## start EXTRACTED MATERIAL

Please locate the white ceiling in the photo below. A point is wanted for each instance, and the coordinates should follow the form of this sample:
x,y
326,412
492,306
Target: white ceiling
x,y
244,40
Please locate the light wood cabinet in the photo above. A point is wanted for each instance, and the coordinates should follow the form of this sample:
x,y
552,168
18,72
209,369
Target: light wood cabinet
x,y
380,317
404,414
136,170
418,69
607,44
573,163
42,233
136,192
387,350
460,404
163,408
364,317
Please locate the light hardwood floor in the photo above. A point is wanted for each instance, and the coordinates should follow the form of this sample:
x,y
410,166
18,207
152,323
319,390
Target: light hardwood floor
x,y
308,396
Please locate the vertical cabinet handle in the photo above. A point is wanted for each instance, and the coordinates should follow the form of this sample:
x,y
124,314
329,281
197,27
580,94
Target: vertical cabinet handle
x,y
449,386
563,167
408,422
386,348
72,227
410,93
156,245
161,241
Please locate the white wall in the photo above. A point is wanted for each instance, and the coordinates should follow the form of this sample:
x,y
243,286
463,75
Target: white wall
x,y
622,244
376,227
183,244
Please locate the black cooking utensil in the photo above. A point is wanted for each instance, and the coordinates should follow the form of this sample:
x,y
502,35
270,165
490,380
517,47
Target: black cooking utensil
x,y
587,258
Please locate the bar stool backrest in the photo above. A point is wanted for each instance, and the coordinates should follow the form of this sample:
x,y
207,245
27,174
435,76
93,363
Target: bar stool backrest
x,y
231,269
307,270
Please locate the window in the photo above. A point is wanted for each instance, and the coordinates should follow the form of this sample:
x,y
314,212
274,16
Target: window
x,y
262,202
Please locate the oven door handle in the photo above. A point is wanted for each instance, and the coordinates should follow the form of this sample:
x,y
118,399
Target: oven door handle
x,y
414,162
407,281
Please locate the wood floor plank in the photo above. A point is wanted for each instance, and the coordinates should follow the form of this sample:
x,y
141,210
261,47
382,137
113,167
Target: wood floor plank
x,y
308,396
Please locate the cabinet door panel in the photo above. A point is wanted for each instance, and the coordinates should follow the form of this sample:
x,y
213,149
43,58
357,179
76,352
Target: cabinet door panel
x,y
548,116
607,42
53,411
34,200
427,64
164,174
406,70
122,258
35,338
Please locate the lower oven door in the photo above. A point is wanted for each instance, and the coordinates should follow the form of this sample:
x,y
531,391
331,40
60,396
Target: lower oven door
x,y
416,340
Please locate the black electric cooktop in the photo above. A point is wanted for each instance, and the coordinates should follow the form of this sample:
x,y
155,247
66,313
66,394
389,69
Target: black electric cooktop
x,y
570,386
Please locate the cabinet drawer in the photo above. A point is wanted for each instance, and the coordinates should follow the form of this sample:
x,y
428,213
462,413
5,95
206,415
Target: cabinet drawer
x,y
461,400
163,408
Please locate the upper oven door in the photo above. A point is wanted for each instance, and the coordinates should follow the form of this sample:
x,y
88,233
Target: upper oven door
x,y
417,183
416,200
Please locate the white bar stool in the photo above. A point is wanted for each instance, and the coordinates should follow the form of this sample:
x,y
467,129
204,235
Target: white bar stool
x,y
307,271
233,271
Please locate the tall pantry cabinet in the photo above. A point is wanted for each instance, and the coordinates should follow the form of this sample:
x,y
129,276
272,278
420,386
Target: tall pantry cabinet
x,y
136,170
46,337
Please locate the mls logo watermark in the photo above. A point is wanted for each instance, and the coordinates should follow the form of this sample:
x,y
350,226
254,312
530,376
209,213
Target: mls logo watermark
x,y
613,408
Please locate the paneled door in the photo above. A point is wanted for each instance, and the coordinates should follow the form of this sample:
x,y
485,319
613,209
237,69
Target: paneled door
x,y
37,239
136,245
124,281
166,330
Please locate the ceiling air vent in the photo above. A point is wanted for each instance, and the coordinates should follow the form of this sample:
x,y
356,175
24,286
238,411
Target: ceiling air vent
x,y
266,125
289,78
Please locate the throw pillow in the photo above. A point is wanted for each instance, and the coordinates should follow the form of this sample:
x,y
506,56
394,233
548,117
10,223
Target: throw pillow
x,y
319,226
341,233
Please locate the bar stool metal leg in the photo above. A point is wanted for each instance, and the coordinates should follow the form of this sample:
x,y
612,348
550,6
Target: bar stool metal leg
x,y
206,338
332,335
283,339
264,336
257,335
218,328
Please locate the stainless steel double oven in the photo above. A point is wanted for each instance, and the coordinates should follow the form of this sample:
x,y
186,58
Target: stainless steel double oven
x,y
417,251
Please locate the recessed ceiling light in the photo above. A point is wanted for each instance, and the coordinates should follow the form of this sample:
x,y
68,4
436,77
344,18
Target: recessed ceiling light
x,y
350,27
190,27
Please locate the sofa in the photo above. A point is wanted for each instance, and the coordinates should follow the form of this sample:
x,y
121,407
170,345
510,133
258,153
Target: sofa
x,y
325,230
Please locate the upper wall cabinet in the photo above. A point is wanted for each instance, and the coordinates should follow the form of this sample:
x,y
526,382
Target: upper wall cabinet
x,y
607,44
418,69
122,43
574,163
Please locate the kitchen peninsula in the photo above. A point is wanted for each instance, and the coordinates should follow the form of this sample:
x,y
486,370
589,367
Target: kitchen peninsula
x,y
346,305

## end EXTRACTED MATERIAL

_GOAL_
Rewrite the rows starting at the one containing "Please locate the kitchen" and ending at the last row, requests included. Scale every coordinate in the answer points by 2.25 and round to whole numbers, halves up, leaving the sample coordinates in the requests unchanged.

_WORKED SOLUTION_
Please locate the kitchen peninsula in the photo above. A point is wanted for each instance, and the coordinates should follow the form of this sample:
x,y
486,370
589,367
Target: kitchen peninsula
x,y
779,686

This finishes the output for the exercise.